* _Problem to work on_
Every line below that contains the word "post" must be copied.
---------- Data to process ----------
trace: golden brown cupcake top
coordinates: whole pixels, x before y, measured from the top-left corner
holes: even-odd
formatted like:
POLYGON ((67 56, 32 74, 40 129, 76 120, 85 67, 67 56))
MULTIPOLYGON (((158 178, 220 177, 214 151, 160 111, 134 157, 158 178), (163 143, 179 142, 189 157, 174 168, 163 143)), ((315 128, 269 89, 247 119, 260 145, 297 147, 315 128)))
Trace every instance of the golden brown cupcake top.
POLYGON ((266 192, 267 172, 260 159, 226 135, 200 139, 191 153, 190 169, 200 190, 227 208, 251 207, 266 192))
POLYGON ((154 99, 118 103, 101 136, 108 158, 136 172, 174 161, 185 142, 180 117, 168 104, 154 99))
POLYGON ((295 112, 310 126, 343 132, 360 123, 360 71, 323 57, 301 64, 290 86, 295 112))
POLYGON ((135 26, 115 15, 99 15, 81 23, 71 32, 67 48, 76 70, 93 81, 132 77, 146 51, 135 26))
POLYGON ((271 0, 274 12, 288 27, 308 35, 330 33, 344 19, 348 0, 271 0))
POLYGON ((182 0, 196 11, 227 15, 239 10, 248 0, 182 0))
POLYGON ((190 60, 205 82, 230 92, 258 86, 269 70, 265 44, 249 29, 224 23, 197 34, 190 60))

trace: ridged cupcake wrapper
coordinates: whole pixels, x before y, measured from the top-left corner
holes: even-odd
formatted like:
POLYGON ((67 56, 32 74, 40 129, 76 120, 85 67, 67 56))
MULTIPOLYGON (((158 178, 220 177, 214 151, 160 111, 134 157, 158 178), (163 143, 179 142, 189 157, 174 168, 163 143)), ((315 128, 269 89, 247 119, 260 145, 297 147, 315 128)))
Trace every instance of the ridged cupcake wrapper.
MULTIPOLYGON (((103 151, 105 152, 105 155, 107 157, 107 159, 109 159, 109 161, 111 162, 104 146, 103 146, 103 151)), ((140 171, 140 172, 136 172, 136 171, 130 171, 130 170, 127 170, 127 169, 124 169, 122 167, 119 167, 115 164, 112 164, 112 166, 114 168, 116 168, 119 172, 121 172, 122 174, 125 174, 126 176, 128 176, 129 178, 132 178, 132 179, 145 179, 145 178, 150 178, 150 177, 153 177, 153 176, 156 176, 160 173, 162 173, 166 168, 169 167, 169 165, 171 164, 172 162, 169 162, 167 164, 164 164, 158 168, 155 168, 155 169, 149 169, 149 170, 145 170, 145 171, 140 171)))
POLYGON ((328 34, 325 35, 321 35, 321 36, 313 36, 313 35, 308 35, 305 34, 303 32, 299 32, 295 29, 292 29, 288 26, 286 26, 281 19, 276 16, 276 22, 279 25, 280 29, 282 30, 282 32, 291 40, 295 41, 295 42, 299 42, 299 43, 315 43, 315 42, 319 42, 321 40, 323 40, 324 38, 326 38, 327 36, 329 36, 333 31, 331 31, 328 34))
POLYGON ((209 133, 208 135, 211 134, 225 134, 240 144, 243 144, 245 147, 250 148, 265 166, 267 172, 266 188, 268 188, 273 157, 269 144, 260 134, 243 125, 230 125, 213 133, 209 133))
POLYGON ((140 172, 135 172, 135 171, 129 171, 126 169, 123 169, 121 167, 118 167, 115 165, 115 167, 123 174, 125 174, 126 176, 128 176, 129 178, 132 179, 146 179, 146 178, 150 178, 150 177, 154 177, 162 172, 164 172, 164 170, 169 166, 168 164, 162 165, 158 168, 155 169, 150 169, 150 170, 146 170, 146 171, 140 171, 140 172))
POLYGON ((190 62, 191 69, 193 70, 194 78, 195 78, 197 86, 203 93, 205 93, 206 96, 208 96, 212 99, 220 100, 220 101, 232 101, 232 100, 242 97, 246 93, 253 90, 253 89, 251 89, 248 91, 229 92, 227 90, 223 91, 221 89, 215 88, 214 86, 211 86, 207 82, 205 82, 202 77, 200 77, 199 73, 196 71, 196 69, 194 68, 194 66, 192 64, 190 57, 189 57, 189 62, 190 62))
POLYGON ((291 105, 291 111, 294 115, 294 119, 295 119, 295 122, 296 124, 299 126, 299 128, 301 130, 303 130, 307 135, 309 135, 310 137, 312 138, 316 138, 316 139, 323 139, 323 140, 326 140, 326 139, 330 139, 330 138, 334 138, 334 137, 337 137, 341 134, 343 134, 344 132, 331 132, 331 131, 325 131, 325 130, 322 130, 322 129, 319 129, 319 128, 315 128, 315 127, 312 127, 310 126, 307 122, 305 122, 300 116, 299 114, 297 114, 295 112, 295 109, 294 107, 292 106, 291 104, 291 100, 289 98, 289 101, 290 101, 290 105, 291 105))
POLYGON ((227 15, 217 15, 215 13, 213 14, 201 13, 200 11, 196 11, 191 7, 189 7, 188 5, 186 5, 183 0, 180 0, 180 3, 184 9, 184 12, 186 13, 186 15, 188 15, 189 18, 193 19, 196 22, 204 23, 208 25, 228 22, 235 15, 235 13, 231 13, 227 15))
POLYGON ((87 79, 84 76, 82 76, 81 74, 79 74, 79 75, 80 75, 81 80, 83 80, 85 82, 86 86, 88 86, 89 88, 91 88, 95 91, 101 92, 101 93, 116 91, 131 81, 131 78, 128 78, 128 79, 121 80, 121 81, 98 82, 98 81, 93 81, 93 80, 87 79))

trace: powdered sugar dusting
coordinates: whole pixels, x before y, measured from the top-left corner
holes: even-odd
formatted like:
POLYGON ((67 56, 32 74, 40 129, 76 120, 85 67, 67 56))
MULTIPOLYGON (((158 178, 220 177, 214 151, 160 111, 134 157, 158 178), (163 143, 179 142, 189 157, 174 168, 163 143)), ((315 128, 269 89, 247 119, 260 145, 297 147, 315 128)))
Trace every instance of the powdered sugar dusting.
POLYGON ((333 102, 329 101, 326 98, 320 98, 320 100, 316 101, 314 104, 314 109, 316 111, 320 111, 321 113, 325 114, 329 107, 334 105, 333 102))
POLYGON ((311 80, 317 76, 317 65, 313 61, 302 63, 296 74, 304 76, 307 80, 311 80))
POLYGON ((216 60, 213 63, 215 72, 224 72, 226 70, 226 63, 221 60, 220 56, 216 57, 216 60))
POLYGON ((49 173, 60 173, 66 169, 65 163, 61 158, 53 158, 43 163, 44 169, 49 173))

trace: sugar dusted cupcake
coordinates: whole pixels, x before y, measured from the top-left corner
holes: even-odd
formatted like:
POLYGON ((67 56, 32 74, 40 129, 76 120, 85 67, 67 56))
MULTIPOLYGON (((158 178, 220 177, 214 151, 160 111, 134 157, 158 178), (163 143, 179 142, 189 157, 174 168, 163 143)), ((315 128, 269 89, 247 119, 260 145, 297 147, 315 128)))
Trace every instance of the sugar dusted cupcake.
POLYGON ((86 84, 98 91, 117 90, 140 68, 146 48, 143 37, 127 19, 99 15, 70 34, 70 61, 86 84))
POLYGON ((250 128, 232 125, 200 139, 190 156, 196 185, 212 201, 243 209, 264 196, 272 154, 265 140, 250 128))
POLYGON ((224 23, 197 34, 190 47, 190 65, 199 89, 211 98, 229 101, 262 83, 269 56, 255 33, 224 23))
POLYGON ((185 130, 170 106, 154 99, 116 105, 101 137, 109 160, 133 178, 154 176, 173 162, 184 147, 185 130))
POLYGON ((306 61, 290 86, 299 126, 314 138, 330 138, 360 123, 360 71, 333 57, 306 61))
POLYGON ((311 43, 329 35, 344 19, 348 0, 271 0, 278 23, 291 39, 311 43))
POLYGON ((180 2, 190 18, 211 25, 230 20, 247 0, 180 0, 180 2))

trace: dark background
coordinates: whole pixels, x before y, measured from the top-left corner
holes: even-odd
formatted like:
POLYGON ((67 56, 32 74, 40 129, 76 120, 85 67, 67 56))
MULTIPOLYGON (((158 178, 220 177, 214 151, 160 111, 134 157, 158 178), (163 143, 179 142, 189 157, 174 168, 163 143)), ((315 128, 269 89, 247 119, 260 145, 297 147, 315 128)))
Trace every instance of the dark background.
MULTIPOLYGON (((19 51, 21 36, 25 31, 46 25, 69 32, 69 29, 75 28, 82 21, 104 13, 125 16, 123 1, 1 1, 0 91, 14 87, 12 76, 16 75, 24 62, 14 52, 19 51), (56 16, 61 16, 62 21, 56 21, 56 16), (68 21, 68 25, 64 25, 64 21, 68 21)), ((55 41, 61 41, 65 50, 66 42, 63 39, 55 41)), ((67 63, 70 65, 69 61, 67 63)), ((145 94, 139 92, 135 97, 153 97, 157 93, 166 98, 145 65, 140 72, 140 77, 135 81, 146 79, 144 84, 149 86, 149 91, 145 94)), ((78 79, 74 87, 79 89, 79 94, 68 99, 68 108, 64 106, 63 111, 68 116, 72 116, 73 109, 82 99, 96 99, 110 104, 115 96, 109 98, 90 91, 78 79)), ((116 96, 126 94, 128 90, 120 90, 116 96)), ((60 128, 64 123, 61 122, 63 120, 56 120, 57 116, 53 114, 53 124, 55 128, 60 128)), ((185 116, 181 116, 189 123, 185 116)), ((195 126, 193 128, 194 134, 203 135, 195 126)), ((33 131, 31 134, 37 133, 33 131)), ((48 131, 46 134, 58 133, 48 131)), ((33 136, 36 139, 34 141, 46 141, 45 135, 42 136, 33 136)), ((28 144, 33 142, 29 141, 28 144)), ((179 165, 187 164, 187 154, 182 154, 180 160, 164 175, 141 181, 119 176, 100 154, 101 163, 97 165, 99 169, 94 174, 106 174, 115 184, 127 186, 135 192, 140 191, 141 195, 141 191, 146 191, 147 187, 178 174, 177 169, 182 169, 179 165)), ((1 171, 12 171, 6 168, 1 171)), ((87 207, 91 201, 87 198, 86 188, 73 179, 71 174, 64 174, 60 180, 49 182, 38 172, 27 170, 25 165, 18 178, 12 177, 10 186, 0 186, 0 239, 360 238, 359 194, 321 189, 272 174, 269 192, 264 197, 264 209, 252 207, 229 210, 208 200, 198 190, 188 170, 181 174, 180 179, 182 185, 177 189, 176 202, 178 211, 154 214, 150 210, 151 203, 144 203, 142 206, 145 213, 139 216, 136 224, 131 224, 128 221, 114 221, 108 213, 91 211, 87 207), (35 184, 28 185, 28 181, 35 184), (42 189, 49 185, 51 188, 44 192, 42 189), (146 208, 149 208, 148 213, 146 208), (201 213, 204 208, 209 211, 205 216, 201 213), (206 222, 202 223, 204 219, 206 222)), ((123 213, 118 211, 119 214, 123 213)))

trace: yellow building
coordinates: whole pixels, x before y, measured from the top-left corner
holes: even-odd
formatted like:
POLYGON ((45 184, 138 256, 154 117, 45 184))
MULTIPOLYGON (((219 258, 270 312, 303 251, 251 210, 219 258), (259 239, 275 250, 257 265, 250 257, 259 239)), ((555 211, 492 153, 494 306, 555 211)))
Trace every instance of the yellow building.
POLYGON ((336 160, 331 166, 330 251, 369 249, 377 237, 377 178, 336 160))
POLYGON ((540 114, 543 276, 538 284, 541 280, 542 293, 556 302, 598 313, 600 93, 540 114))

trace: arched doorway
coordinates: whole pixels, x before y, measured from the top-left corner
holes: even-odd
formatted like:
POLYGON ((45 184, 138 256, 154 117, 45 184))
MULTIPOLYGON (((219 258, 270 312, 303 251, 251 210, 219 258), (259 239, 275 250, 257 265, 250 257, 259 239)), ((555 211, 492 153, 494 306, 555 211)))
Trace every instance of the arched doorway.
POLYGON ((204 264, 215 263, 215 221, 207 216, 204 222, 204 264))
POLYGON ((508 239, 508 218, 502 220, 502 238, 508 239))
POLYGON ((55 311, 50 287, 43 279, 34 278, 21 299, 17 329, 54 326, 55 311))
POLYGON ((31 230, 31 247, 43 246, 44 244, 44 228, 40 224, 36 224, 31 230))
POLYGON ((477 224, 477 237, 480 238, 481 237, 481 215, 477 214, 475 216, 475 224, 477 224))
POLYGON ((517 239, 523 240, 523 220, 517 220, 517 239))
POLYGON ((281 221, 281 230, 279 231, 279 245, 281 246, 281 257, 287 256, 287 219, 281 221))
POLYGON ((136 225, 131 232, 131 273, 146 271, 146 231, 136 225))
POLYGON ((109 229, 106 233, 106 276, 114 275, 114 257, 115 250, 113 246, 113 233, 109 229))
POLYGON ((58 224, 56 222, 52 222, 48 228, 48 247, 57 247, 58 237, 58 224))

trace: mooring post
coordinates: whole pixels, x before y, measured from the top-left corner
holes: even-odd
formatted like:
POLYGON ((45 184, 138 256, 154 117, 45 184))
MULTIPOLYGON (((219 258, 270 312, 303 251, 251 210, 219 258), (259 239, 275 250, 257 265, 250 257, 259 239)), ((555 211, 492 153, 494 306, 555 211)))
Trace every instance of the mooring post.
----------
* _Result of this task_
trace: mooring post
Trace every instance of the mooring post.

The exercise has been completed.